▸ Aim of the task: Copy the lines below, swapping "marker" for "point" and changing nothing else.

▸ Records provided:
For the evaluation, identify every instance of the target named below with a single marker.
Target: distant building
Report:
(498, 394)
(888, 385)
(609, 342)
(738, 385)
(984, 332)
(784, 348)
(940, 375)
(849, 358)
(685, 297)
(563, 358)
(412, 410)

▸ Reply:
For the evaluation, identify every instance of the target named below with a single point.
Target: distant building
Report:
(498, 394)
(888, 385)
(609, 342)
(738, 385)
(984, 332)
(784, 348)
(940, 375)
(849, 358)
(685, 297)
(563, 358)
(412, 410)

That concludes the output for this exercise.